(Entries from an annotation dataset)
··········
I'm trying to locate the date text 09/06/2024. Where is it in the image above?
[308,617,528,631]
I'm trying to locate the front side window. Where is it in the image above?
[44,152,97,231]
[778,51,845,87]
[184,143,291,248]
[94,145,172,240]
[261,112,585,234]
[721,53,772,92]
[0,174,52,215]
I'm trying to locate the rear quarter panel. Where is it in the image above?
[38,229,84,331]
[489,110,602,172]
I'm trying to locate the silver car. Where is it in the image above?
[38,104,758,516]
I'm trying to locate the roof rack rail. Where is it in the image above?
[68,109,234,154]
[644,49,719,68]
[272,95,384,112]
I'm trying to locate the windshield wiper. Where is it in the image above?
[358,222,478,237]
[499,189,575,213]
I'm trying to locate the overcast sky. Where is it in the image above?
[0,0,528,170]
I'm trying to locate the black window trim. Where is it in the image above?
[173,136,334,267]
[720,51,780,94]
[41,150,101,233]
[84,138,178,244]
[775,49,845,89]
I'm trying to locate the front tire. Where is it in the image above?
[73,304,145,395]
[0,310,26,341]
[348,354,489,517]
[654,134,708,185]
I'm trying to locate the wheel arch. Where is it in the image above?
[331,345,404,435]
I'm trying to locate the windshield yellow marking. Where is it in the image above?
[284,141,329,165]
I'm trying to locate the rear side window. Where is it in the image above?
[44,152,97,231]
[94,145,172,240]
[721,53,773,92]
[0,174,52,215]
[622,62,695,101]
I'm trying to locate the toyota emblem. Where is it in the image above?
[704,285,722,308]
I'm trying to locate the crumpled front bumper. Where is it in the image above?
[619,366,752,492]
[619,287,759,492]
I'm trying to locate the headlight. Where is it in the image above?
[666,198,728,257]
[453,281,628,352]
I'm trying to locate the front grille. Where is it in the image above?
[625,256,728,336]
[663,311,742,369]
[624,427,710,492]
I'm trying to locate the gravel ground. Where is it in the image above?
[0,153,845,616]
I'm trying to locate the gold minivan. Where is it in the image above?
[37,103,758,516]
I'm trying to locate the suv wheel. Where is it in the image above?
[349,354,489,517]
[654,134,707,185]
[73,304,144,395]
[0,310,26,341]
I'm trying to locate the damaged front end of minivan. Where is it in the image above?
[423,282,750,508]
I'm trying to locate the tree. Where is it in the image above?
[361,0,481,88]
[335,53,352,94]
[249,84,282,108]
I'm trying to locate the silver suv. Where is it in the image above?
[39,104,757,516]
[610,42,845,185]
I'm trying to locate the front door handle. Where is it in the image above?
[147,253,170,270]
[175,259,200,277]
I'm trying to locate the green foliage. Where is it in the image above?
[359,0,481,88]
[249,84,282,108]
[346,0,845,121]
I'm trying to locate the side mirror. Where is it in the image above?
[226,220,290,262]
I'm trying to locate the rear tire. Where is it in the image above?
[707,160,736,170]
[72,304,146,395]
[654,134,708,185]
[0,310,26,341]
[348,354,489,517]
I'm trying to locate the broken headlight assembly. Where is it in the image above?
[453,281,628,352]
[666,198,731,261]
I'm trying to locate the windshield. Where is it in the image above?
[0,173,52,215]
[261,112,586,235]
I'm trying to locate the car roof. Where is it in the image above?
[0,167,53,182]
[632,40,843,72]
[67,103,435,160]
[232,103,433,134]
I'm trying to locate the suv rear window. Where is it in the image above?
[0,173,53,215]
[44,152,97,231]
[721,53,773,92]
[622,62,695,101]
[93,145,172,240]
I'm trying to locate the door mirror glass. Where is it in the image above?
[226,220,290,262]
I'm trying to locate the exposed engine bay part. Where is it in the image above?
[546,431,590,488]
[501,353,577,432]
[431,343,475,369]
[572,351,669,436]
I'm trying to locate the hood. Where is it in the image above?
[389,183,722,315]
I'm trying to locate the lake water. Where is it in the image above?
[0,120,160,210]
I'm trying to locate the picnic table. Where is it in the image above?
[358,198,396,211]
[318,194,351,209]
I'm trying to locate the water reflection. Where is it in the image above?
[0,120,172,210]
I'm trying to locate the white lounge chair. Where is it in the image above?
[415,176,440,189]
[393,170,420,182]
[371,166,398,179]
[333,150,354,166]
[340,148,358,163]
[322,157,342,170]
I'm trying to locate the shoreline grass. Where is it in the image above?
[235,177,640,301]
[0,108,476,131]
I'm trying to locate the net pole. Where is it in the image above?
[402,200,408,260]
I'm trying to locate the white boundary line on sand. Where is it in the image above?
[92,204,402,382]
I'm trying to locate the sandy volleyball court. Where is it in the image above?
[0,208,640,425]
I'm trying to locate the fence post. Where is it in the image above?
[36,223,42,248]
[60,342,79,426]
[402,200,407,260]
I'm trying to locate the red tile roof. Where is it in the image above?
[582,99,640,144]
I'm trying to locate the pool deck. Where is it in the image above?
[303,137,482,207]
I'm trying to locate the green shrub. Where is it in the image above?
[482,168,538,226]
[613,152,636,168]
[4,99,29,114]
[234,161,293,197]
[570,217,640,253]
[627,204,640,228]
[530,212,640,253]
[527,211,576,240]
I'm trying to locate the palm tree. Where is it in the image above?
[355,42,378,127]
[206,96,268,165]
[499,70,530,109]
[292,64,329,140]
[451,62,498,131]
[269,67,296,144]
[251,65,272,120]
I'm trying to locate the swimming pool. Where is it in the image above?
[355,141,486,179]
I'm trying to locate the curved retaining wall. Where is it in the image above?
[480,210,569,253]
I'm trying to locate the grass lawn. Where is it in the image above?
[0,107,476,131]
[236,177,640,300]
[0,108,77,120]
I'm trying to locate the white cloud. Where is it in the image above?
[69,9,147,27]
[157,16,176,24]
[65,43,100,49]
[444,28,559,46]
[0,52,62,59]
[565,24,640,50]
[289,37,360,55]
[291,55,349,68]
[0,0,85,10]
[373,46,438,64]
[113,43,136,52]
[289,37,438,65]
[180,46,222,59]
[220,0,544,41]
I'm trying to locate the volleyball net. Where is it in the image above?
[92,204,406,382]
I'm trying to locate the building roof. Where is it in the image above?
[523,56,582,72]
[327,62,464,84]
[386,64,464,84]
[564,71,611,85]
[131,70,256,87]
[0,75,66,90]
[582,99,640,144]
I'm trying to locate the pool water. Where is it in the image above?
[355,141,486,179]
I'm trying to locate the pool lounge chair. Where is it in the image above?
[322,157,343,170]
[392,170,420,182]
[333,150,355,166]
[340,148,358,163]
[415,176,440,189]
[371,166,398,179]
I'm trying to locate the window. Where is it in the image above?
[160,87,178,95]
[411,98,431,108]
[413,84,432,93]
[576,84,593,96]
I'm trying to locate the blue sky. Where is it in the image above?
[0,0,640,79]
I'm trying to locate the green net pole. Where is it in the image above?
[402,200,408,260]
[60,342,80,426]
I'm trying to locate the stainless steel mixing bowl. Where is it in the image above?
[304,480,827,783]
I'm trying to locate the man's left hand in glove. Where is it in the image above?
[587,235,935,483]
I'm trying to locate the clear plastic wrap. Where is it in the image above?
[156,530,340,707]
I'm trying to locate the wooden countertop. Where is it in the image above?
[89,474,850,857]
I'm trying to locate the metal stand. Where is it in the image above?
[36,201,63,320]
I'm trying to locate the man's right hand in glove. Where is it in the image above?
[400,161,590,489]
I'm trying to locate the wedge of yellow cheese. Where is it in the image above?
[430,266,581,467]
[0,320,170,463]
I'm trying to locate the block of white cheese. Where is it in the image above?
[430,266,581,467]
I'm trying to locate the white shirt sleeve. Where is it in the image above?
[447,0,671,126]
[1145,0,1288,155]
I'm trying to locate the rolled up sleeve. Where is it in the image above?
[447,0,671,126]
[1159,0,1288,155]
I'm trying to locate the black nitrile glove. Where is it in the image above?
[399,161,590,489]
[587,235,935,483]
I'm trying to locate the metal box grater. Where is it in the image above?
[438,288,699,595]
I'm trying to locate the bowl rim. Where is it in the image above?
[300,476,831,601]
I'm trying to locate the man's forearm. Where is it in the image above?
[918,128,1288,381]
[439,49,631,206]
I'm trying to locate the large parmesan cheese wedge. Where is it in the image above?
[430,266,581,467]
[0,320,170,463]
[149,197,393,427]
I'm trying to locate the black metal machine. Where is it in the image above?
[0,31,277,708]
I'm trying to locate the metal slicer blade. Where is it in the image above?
··········
- **REQUIREMENT**
Please reproduce only the rows from the line with "I'm trying to locate the wheel" up to and including the line with "[619,287,759,492]", replacing "rear side window" with "back side window" and leaving everything else as it is.

- **REPLY TO THE TASK**
I'm trying to locate the wheel arch. Where is it in the image above?
[331,345,404,435]
I'm trying to locate the windshield yellow marking. Where is it in the image above?
[284,141,329,165]
I'm trying to locate the back side window. Where is it in the image above?
[44,152,97,231]
[94,145,172,240]
[721,53,773,92]
[0,174,52,215]
[622,62,695,101]
I'm trying to locate the toyota emblem. Where is it in the image above?
[704,285,722,308]
I'm trying to locate the crumpled front bumper. Where is it in the image above?
[619,366,752,492]
[619,287,759,492]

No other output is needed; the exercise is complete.